Task:
Carry on the op-ed about the Cuban nuclear reactors at Juragua, starting after its last sentence.

Passage:
========

Stop the Cuban ‘Chernobyl’
By FRANK J. GAFFNEY JR. and ROGER W.
ROBINSON JR.
The Wall Street Journal, 13 January 1997
Yesterday William Jefferson Clinton
was sworn in as president for a second
term, which will last into the 21st
century. But the president who set out to
emulate John F. Kennedy now confronts a
nuclear test from Moscow and Havana
that’s a throwback to the early 1960s.
Barring prompt and effective action by
the U.S., the Western Hemisphere will
soon face the likelihood of a potentially
lethal radioactive plume emanating from
Cuban shores.
Fidel Castro is constructing two
Soviet-designed nuclear power reactors in
the Cuban city of Juragua, 180 miles off
the coast of Florida. A senior Cuban
Foreign Ministry official, Carlos
Fernandez de Cossio, declared on Nov. 28
that “the first reactor is almost
done.” The trouble is that even when
properly constructed and competently
operated, these VVER-440 reactors are
deficient by Western safety standards.
Indeed, one of Germany’s first acts after
reunification was to shut down the four
East German VVER-440 reactors.
Time Bombs
Worse yet, the Cuban reactors at
Juragua have not been properly
constructed, even by Soviet standards. As
Cuban defectors, the U.S. General
Accounting Office, a congressional
committee and NBC News have documented,
these reactors will be ticking time bombs
if allowed to come on-line. For one
thing, X-rays of weld sites in the
auxiliary plumbing system — a key part
of the safety backup cooling system —
showed that 10% to 15% of the sites were
defective. The U.S. Nuclear Regulatory
Commission does not permit American
nuclear plants to operate if it suspects
that even one weld in the cooling system
is defective. And since the Cuban
intelligence service reportedly destroyed
the X-rays that would reveal which welds
are unreliable, corrective action short
of a fresh start is impossible.
Compounding the problem, the Cuban
reactors’ containment domes are too weak
to withstand pressure levels that might
realistically be reached in an accident.
Some key parts have been jury-rigged to
perform jobs for which they were not
designed. Russian officials have
acknowledged to the Cubans that other
Soviet-supplied parts did not work. In
addition, sensitive equipment has been
improperly stored for four years in the
corrosive sea air. To add to the
reactors’ woes, Cuba lacks a well-trained
cadre of nuclear technicians. The danger
is especially acute because the site is
seismically active: In May 1992, the
nearby Caribbean Plate shifted to produce
a powerful earthquake registering 7.0 on
the Richter scale.
All of these flaws present a very real
prospect of another Chernobyl. According
to congressional testimony, a nuclear
catastrophe in one or both of these
reactors could expose as many as 80
million Americans living downwind to
debilitating, if not lethal, levels of
radiation akin to those that swept
through Ukraine after the 1986 Chernobyl
explosion.

========

Rows:
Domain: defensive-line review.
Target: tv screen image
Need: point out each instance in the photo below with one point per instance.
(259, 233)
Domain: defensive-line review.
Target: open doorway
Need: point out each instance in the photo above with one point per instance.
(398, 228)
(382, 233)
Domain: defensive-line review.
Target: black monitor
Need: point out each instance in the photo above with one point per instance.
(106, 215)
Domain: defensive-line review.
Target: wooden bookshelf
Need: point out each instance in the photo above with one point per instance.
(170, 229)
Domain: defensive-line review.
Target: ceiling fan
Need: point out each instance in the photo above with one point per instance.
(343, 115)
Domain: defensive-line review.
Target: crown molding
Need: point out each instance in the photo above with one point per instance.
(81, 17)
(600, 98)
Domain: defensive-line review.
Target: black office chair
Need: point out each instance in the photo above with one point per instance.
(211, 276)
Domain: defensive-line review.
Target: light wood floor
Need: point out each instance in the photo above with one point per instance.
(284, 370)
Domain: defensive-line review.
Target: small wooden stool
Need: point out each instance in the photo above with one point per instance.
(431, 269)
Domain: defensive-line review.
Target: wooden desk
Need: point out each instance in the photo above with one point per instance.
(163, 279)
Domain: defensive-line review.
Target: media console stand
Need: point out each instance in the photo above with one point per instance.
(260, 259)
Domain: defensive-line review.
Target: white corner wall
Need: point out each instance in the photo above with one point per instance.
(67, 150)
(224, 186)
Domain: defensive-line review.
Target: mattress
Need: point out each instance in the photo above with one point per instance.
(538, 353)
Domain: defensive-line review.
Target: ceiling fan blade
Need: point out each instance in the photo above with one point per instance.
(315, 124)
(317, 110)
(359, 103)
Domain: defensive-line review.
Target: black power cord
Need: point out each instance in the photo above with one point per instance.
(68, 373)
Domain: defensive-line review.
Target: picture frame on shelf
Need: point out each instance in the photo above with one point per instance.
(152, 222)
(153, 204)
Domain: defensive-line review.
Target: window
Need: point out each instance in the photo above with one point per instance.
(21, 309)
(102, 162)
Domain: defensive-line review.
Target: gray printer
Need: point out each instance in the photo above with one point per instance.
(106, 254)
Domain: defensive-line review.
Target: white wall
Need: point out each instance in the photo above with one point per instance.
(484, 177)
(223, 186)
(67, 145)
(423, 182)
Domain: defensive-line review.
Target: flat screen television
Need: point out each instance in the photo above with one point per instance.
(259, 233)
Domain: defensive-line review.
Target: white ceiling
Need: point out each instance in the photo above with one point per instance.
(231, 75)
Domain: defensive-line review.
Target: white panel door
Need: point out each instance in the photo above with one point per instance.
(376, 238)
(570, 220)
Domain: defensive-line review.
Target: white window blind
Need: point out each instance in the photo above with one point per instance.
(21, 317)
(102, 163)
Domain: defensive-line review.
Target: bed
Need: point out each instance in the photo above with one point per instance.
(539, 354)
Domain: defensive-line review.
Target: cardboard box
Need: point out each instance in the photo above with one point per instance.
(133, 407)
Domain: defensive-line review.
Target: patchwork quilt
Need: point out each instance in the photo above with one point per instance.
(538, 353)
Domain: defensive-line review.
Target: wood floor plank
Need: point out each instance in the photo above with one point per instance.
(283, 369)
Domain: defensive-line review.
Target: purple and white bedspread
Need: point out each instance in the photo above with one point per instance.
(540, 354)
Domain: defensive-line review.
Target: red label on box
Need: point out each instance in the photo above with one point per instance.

========

The answer:
Mr. Castro nonetheless remains
committed to the early start-up of the
Juragua reactors. He has invested the
equivalent of roughly one year’s worth of
Cuba’s hard currency income, not to
mention immense personal prestige, in
this project. He is also desperate to
increase the availability of low-cost
energy to power the tourism, mineral
extraction and other industries providing
his regime with life support since the
collapse of the Soviet Union.
Mr. Castro clearly believes that the
way out of this jam is to get the
Europeans, Canadians, Latin Americans and
Russians to rescue the Juragua nuclear
complex with technical and material
assistance, as well as
government-guaranteed financial support.
Companies from, and the governments of,
Germany, Italy and France appear
interested in helping Cuba, and the
previously suspended construction effort
has resumed in earnest. But no amount of
Western aid will correct the structural
problems with these reactors.
A Cuban nuclear catastrophe in one or
both of these reactors could expose as
many as 80 million Americans.
Why does Mr. Castro keep his
commitment to this doomed project? First,
it’s possible that the Cuban leader has
been deluded into thinking his nuclear
program can be salvaged. He has been
aided in this delusion by the
International Atomic Energy Agency, which
continues to provide millions of dollars
in funding for the Cuban nuclear program.
The IAEA’s sympathetic treatment of the
Juragua initiative may have had something
to do with the presence of a high-ranking
Cuban official on the regulatory
organization’s governing body for a
number of years.
Alternatively, Mr. Castro may hope
that — failing a turnaround of the
Juragua program — the U.S. or other
nations can be euchred into providing the
same sort of “safe” nuclear
plants or free oil supplies that his
comrades in North Korea are now getting.
Either way, he will drive an enormous
hole in the U.S. embargo against Cuba at
the expense of our vital security
interests.
Unfortunately, there is no dearth of
American organizations and prominent
individuals willing to help advance Mr.
Castro’s nuclear gambit. To take only the
latest example: A delegation sponsored by
the Association of Former Members of
Congress visited Cuba and on Jan. 10
issued a report calling for the U.S. to
provide, as the Washington Post put it,
“technical assistance in the
construction of Cuba’s first nuclear
power plant.”
Russia, too, has gotten into the game.
According to the Atlanta
Journal-Constitution, Moscow has
committed $349 million to help underwrite
completion of this nuclear complex. On
Feb. 23, 1996, Russian Minister for
Atomic Energy Viktor Mikhaylov declared,
“Resources and possibilities should
be found to put in operation at least the
first [Juragua] power unit by the end of
this decade.” The Kremlin appears
determined to demonstrate to other
prospective customers (Iran, China,
India) that it can deliver on lucrative
contracts to export nuclear power plants.
A second, and perhaps an even more
important, consideration is Mr. Castro’s
insistence that Moscow complete his
reactor complex if it wants to continue
operating a massive signals intelligence
facility located around Lourdes, Cuba.
(The Russians prize this facility for its
capacity to intercept vast quantities of
sensitive American telecommunications.)
Clear and Present Danger
Whether or not one supports the U.S.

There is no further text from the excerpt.